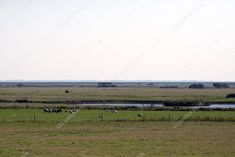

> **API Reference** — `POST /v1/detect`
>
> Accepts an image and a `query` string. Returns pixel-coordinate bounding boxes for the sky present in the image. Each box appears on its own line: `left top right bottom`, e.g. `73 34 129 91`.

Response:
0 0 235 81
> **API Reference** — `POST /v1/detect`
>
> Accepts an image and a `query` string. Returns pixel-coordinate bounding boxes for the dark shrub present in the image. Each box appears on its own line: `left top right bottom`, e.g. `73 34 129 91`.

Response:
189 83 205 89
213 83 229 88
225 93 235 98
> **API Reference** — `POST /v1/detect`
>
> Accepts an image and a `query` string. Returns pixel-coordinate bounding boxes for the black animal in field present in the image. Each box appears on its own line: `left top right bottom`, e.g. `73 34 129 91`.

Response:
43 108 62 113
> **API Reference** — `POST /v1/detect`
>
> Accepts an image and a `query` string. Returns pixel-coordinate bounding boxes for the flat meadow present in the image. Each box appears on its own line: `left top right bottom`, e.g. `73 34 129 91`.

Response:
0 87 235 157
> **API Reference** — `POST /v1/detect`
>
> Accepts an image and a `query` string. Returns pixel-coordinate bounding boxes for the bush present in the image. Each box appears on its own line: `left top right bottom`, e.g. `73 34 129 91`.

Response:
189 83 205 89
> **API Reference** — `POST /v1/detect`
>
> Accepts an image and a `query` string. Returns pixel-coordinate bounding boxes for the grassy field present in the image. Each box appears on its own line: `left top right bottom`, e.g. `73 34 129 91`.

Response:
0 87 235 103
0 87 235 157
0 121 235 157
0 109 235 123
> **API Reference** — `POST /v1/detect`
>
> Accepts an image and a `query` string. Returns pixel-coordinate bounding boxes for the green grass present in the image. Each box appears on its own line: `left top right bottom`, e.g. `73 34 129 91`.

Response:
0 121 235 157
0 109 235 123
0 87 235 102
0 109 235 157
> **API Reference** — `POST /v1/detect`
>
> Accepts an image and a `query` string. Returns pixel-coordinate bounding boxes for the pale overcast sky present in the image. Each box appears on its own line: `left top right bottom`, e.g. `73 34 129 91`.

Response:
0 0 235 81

————————

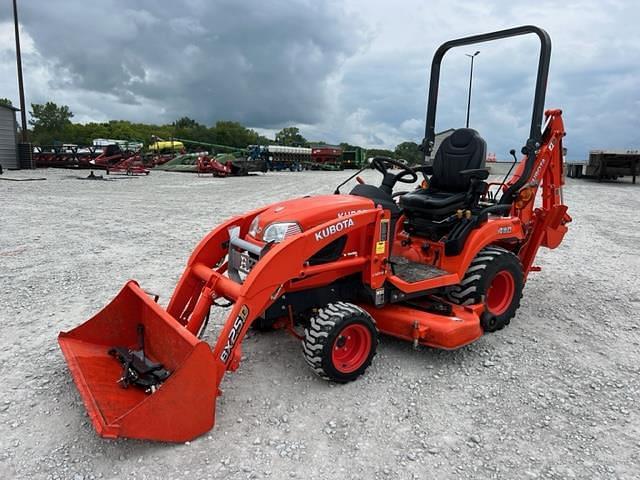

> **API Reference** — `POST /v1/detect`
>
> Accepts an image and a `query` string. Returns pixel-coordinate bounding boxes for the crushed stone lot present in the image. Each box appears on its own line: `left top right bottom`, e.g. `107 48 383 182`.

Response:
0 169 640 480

————————

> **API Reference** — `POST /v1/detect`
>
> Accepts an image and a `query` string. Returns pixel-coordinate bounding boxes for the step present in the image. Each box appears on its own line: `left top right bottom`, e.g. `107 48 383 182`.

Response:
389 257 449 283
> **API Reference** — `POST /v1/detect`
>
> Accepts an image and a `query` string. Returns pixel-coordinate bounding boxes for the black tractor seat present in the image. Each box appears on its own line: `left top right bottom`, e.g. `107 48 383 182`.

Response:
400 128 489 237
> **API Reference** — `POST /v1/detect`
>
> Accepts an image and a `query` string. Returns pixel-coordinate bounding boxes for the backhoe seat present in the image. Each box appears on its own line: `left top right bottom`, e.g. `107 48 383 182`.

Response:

————————

Stated exercise: Copy out every line of the material that contains the word "black".

Answer to the exercise:
> Accepts an image and a `query` string. Returns pixel-coordinate bounding boxes for the black animal in field present in the image. Each box appears on its own line: `left top right bottom`, e.g. `73 34 129 91`.
> Accepts an image and a `query` string. Returns pixel-coordinate bounding boxes for the black tractor seat present in the image. Each box appears on its own line: `left top right bottom`, e.g. `107 48 383 182`.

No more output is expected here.